Why “pastor” (from their initial motivation to firm conviction)?
The pastoral work of the Church is necessary:
John 14:5 Lord, we do not know where you are going, how can we know the way?
Acts 8:31 How can I understand unless someone guides me?
Romans 8:26 For we do not know how to pray as we ought.
Romans 10:14 And how are they to hear without a preacher?
Pastoring is necessary because they don’t know how to live. The community of the faithful is to provide information, formation, and a sincere and open witness to the life of charity.
Confidentiality in the Process
Confidentiality is a crucial prerequisite to and hallmark of pastoring in the catechumenal process.
- Members of the team must be people in whom the candidates and catechumens can confide
- The conversion process may involve crises and battling with very personal and painful issues
- The principle that should govern pastoral activity is the virtue of prudence (CCC 1806)
- Obtaining intercessors to pray for troubled participants is vital; this does not necessitate revealing much information
Use of the Adult Learning Model
The adult learning model in relationship to pastoring includes:
- Creating an atmosphere comprised of adult Catholics who are prepared to accept inquirers where they are, and to open their lives to them;
- Using small groups to foster relationships and dialogue;
- Providing witness to the Christian life so that the application of a session is immediately evident – avoid ‘stacking-up’ information that adults cannot make use of in their lives – always connect right belief with right practice;
- Giving attention to providing liturgical experiences and opportunities for apostolic service in the context of the Christian community;
- Planning for the fact that participants will have difficulties and crises; such situations are often a sign of developing conversion.
The Period of the Precatechumenate
During this period inquirers “should receive help and attention” so that they may:
- Purify their intentions
- Clarify their desire to cooperate with God’s grace (see RCIA 38)
 Whatever their original reason for beginning, it is a good one. It must be cultivated and encouraged so that they can come to the conviction that they cannot imagine living the rest of their lives outside of the Church. Changes in lifestyle should accompany this period as folks turn away from sinful patterns and turn toward God in Christ. The following signs should mark this period:
- Evidence of first faith manifested in repentance
- Interest in a prayer life
- Growing desire to study and learn what God has revealed
- A sense of the Church (see RCIA 42)

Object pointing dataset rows
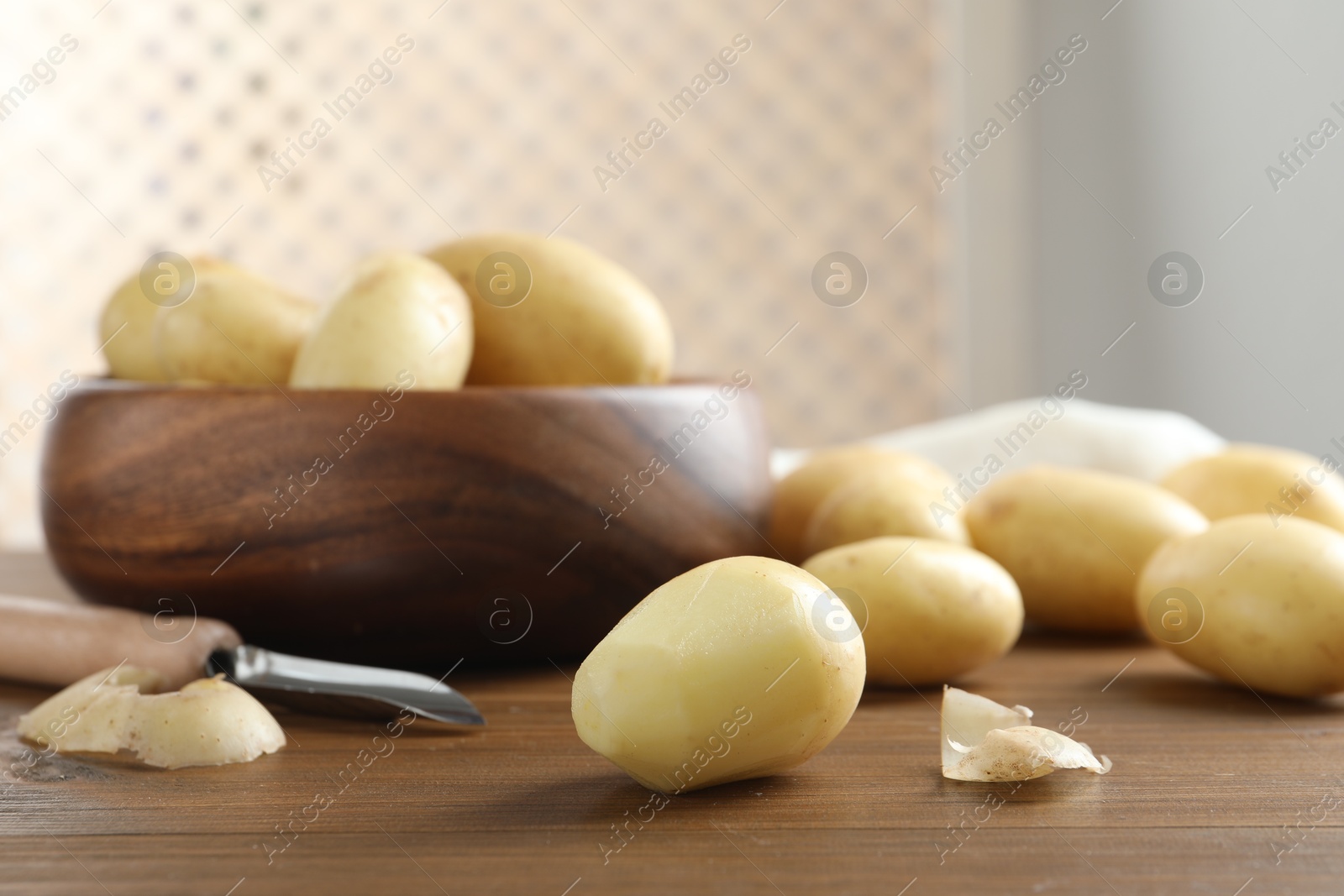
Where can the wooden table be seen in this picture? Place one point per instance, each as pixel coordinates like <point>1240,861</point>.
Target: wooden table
<point>1207,789</point>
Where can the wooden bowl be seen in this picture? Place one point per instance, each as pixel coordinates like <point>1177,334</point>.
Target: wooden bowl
<point>488,523</point>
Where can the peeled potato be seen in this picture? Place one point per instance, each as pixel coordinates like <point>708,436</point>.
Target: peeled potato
<point>1253,602</point>
<point>235,328</point>
<point>554,312</point>
<point>207,723</point>
<point>933,609</point>
<point>1074,540</point>
<point>730,671</point>
<point>889,501</point>
<point>1258,479</point>
<point>799,495</point>
<point>396,312</point>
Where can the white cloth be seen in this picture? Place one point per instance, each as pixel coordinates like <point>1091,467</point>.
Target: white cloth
<point>1137,443</point>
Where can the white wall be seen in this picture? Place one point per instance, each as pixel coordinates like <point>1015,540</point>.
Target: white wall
<point>1167,121</point>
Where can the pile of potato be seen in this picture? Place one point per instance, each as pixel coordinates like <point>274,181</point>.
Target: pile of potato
<point>1236,562</point>
<point>494,309</point>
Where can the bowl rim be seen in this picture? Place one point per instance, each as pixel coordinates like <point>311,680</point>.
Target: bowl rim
<point>104,383</point>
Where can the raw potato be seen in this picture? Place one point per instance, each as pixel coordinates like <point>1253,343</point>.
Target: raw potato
<point>887,501</point>
<point>235,328</point>
<point>127,328</point>
<point>726,672</point>
<point>1272,618</point>
<point>984,741</point>
<point>396,312</point>
<point>584,322</point>
<point>933,609</point>
<point>1258,479</point>
<point>1075,540</point>
<point>801,492</point>
<point>207,723</point>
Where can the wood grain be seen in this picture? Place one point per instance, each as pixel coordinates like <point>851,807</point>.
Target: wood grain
<point>1206,779</point>
<point>444,530</point>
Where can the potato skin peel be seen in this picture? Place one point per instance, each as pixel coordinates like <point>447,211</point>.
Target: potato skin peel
<point>207,723</point>
<point>984,741</point>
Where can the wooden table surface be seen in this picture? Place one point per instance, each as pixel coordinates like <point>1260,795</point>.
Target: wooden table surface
<point>1214,792</point>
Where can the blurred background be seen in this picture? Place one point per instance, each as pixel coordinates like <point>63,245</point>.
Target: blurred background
<point>991,275</point>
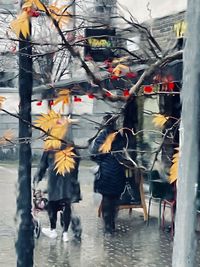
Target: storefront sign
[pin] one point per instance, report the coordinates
(99, 44)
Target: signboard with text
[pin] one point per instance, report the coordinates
(99, 44)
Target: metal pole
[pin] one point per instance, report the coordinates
(25, 241)
(184, 249)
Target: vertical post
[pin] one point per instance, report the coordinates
(25, 241)
(184, 249)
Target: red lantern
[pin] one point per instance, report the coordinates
(39, 103)
(88, 58)
(126, 92)
(77, 99)
(91, 96)
(110, 69)
(148, 89)
(171, 86)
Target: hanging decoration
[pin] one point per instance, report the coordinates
(39, 103)
(126, 92)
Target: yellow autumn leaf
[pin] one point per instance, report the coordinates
(64, 160)
(173, 173)
(117, 70)
(63, 96)
(106, 146)
(2, 99)
(21, 25)
(57, 132)
(47, 121)
(159, 120)
(119, 60)
(8, 136)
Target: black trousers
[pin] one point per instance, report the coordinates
(54, 207)
(109, 208)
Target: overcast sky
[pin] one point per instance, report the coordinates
(159, 8)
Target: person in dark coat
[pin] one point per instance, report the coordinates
(62, 191)
(111, 180)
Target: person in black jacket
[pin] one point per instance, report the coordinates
(62, 191)
(111, 182)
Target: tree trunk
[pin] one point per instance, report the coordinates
(25, 241)
(185, 240)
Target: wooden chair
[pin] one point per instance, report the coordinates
(157, 190)
(138, 175)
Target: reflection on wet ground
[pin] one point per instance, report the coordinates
(133, 244)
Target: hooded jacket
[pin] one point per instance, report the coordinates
(112, 172)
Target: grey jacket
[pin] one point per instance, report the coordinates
(59, 187)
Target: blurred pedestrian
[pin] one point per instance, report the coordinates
(63, 190)
(111, 181)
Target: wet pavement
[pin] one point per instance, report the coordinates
(133, 244)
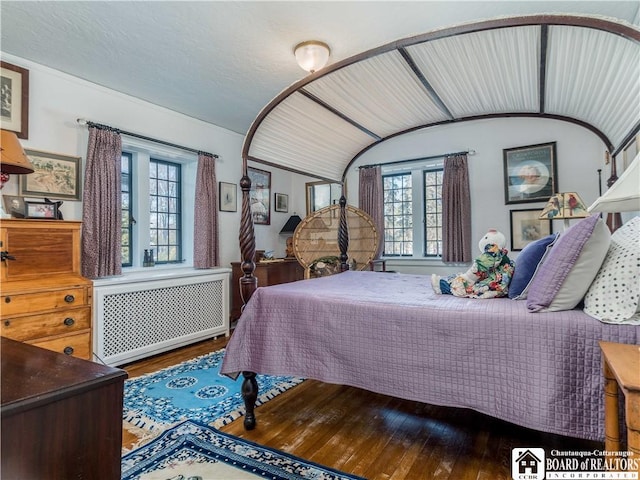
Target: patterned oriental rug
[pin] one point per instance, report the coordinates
(192, 390)
(194, 451)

- [PROBLEMS AND TASKS]
A) According to the text on pastoring in the catechumenal process, why is pastoring necessary, and what is the community of the faithful supposed to provide?
B) In the records, rewrite the lines from the one containing "Where can the potato" through the one containing "<point>991,275</point>", inclusive, substituting "tabletop" for "wooden table surface" and leaving everything else the same.
These records are unrelated to the text.

- [TASK ANSWERS]
A) Pastoring is necessary because people don't know how to live. The community of the faithful is to provide information, formation, and a sincere and open witness to the life of charity.

B)
Where can the potato skin peel be seen in this picture? Place one point per instance, each as pixel coordinates like <point>447,211</point>.
Target: potato skin peel
<point>207,723</point>
<point>984,741</point>
Where can the tabletop be seen in this picture? Place one point per instance, each as pixel coordinates like <point>1260,795</point>.
Target: tabletop
<point>1214,792</point>
Where can the blurred background be seen in this picture? Place one point per instance, each as pixel coordinates like <point>63,245</point>.
Target: blurred background
<point>991,275</point>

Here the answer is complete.